:: Página ::
====

Primer commit

2026-05-30 14:31:19 -06:00
commit a35d26fac0
277 changed files with 265240 additions and 0 deletions
@@ -0,0 +1,196 @@
+#!/usr/bin/env python3
+# -*- coding: utf-8 -*-
+"""
+contact_classifier.py
+
+Modulo compartido que detecta contactos de test/prueba/E3 a partir de
+first_name, last_name, email y tags. Es la fuente de verdad de los
+patrones; tanto el script `scripts/find_test_contacts.py` como el endpoint
+`/api/contacts/{location_id}` lo usan para mantener consistencia entre el
+reporte CLI y la marca visual del dashboard.
+
+Funciones publicas:
+  - classify_contact(first_name, last_name, email, tags_list) -> (reasons, classes)
+  - is_test_contact(contact_dict) -> bool
+  - annotate_contact(contact_dict) -> dict   (agrega is_test y test_reasons)
+"""
+
+import json
+import re
+import unicodedata
+
+
+# Patrones (mismos del script find_test_contacts.py)
+SPANISH_PATTERNS = [
+    r'prueba', r'pruebas', r'probando', r'testeo', r'ejemplo', r'ejemplos',
+    r'demostracion', r'borrador', r'probar', r'pruebita'
+]
+
+ENGLISH_PATTERNS = [
+    r'test', r'testing', r'tester', r'tests', r'dummy', r'fake', r'mock',
+    r'example', r'examples', r'demo', r'trial', r'sandbox'
+]
+
+E3_PATTERNS = [
+    r'e3', r'e-3'
+]
+
+GENERIC_PATTERNS = [
+    r'temporal', r'temp', r'generico', r'sdasd', r'asdasd', r'qwerty', r'12345',
+    r'testea', r'ficticio'
+]
+
+# Correos conocidos del equipo E3 que siempre se consideran test, aunque el
+# nombre/etiquetas no disparen ningun patron.
+TEST_EMAILS = {
+    "servandobra@gmail.com",
+    "uriel.conse3@gmail.com",
+}
+
+
+def normalize_text(text):
+    if not text:
+        return ""

====

:: Datos registrados ::

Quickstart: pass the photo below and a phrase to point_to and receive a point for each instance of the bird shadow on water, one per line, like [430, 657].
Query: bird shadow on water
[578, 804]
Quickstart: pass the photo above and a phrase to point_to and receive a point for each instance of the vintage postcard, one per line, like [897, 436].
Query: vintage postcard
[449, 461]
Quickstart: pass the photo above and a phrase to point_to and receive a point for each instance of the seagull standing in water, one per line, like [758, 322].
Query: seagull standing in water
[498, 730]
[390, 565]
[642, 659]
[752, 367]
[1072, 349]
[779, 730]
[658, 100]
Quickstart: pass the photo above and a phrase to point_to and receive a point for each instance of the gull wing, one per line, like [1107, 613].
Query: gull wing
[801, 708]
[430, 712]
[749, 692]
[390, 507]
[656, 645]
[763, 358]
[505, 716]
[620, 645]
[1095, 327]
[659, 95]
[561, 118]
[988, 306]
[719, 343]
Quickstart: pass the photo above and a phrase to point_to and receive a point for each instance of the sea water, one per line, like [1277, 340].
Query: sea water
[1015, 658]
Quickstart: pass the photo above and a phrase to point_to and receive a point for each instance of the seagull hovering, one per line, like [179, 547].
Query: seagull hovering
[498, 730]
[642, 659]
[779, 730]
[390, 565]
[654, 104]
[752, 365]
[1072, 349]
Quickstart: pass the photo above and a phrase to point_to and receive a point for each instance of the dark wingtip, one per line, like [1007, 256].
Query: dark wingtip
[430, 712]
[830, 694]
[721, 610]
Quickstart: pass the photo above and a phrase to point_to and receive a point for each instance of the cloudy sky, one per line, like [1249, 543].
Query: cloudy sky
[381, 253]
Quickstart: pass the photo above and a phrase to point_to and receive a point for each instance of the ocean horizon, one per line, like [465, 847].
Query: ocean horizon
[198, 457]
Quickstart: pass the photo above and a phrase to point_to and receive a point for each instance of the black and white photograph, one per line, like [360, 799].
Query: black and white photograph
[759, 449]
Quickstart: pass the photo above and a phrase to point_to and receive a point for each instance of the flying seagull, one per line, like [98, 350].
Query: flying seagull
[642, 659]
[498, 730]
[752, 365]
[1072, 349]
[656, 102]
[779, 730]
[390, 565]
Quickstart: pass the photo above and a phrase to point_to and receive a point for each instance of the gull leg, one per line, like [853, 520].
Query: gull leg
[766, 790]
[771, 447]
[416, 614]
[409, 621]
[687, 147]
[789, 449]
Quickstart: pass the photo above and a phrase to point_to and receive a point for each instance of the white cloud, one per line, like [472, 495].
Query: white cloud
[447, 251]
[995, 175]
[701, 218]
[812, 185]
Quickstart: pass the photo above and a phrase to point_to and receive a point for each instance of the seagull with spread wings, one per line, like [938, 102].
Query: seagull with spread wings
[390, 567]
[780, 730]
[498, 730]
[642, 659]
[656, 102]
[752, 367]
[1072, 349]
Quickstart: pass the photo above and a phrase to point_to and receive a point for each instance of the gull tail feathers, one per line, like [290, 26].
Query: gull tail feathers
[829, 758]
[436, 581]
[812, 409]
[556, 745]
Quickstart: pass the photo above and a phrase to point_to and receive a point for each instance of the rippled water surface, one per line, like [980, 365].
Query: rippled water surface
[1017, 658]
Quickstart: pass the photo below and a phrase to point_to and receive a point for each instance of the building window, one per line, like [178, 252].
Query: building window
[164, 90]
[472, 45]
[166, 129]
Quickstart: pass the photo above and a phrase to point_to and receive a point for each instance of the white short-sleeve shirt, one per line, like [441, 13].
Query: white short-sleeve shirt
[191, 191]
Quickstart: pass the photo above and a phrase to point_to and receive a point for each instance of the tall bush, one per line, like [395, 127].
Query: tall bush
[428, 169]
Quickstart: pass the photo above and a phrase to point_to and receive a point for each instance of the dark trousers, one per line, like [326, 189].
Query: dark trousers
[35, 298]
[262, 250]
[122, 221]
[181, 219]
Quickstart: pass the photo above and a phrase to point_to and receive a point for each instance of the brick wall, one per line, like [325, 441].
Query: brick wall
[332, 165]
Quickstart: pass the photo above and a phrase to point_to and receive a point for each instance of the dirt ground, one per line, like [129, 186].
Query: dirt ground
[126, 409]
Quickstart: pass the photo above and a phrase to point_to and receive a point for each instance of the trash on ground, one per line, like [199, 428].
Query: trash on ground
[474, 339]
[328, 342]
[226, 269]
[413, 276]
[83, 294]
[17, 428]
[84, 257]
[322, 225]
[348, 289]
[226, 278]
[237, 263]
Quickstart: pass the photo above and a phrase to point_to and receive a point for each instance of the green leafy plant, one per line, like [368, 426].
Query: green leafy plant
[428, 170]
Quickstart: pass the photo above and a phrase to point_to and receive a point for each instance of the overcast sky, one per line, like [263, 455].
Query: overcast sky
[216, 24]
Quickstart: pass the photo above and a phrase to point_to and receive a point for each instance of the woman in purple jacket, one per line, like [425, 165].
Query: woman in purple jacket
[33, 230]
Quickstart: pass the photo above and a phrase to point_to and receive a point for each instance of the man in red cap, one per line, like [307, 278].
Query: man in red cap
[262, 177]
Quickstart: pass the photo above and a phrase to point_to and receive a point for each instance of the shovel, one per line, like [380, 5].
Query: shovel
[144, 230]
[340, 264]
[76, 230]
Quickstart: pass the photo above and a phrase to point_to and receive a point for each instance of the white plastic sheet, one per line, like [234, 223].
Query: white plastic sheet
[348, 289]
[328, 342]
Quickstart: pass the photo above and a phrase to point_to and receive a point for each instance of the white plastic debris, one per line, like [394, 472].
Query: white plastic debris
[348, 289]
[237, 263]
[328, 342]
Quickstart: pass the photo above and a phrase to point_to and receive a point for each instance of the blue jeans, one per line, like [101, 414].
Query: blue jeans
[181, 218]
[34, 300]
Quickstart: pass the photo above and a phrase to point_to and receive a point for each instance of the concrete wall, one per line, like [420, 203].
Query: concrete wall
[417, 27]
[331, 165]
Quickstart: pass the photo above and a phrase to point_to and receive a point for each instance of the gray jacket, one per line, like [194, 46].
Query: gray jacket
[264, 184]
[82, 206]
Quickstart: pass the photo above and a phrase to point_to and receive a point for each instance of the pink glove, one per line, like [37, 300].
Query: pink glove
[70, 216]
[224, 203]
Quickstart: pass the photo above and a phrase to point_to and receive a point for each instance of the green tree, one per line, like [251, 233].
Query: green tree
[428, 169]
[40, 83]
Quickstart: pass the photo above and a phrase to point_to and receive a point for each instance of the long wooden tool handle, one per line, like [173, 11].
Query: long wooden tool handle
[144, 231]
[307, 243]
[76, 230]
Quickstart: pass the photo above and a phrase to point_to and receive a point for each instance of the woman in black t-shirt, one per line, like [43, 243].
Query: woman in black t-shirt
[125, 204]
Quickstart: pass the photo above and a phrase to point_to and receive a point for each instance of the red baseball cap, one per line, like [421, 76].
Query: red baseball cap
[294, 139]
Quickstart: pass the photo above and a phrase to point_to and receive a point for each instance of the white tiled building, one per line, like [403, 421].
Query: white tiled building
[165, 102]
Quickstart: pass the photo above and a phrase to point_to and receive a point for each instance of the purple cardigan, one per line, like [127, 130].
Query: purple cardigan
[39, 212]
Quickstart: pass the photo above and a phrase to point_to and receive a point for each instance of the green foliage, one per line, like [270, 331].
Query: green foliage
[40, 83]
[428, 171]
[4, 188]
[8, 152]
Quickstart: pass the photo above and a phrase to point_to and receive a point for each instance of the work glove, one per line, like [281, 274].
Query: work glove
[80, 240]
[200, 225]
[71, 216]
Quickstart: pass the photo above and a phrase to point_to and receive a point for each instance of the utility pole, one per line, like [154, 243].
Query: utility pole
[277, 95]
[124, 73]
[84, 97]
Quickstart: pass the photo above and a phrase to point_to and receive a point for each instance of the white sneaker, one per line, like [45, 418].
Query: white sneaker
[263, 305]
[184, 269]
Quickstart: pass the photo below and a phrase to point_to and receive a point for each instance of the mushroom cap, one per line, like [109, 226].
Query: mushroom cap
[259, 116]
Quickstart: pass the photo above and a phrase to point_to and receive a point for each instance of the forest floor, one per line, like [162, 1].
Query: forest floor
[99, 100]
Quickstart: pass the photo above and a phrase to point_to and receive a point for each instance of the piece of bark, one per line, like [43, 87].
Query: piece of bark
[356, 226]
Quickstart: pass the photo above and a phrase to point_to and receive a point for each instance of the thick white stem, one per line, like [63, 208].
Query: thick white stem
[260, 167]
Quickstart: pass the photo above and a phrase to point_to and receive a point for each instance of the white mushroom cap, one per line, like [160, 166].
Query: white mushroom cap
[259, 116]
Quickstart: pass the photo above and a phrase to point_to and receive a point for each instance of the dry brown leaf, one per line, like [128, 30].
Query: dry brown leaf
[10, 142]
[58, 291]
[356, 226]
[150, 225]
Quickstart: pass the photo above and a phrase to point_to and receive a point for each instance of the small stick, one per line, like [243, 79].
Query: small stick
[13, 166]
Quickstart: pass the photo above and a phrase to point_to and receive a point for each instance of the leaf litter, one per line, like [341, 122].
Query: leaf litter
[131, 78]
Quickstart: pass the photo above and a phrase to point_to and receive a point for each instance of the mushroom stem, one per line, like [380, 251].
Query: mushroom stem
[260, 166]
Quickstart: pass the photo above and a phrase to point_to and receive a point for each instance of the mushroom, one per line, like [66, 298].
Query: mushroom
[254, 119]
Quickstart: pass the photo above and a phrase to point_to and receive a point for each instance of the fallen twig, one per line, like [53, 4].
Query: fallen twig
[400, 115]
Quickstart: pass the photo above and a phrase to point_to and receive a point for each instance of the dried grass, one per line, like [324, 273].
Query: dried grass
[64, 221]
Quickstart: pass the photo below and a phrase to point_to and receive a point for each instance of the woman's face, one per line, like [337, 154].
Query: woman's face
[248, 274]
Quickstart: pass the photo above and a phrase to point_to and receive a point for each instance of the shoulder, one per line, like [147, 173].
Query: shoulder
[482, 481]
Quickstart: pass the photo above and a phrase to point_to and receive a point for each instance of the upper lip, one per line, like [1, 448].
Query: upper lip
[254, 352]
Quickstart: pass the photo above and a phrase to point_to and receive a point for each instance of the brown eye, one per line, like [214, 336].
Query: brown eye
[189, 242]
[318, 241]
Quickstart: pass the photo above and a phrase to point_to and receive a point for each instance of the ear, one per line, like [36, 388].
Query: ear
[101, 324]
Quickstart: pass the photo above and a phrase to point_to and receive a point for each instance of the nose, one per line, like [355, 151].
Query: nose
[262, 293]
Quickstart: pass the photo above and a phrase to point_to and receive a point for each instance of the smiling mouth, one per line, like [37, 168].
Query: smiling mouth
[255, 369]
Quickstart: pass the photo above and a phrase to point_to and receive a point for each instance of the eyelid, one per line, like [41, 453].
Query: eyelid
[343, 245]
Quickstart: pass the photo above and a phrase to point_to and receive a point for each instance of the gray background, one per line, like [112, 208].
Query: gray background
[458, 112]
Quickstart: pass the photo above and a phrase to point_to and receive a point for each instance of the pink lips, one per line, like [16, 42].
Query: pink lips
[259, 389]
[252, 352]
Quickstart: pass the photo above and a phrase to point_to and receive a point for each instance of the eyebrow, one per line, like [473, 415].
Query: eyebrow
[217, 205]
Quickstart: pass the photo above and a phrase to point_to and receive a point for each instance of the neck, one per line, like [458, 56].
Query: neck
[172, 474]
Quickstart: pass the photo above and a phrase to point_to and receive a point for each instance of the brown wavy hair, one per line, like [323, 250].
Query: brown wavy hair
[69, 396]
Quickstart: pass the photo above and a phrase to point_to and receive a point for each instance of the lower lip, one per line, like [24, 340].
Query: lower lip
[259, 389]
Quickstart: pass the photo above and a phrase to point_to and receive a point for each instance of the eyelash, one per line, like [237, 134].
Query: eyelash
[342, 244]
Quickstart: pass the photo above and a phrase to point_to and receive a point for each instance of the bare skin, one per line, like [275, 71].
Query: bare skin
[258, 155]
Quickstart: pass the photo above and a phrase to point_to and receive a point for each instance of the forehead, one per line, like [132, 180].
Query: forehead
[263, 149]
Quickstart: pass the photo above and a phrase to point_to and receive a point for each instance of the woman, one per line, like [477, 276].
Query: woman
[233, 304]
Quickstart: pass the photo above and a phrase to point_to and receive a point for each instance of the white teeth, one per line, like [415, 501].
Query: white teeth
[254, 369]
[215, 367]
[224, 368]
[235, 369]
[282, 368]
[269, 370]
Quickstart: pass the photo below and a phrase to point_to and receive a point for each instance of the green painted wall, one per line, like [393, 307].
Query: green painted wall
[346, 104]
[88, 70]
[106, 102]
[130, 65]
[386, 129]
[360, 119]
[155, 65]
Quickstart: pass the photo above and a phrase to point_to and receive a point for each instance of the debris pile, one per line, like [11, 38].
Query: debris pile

====

Copia la página completa, sin alterar ningún carácter. El material no hace falta para nada.

Primer commit

2026-05-30 14:31:19 -06:00
commit a35d26fac0
277 changed files with 265240 additions and 0 deletions
@@ -0,0 +1,196 @@
+#!/usr/bin/env python3
+# -*- coding: utf-8 -*-
+"""
+contact_classifier.py
+
+Modulo compartido que detecta contactos de test/prueba/E3 a partir de
+first_name, last_name, email y tags. Es la fuente de verdad de los
+patrones; tanto el script `scripts/find_test_contacts.py` como el endpoint
+`/api/contacts/{location_id}` lo usan para mantener consistencia entre el
+reporte CLI y la marca visual del dashboard.
+
+Funciones publicas:
+  - classify_contact(first_name, last_name, email, tags_list) -> (reasons, classes)
+  - is_test_contact(contact_dict) -> bool
+  - annotate_contact(contact_dict) -> dict   (agrega is_test y test_reasons)
+"""
+
+import json
+import re
+import unicodedata
+
+
+# Patrones (mismos del script find_test_contacts.py)
+SPANISH_PATTERNS = [
+    r'prueba', r'pruebas', r'probando', r'testeo', r'ejemplo', r'ejemplos',
+    r'demostracion', r'borrador', r'probar', r'pruebita'
+]
+
+ENGLISH_PATTERNS = [
+    r'test', r'testing', r'tester', r'tests', r'dummy', r'fake', r'mock',
+    r'example', r'examples', r'demo', r'trial', r'sandbox'
+]
+
+E3_PATTERNS = [
+    r'e3', r'e-3'
+]
+
+GENERIC_PATTERNS = [
+    r'temporal', r'temp', r'generico', r'sdasd', r'asdasd', r'qwerty', r'12345',
+    r'testea', r'ficticio'
+]
+
+# Correos conocidos del equipo E3 que siempre se consideran test, aunque el
+# nombre/etiquetas no disparen ningun patron.
+TEST_EMAILS = {
+    "servandobra@gmail.com",
+    "uriel.conse3@gmail.com",
+}
+
+
+def normalize_text(text):
+    if not text:
+        return ""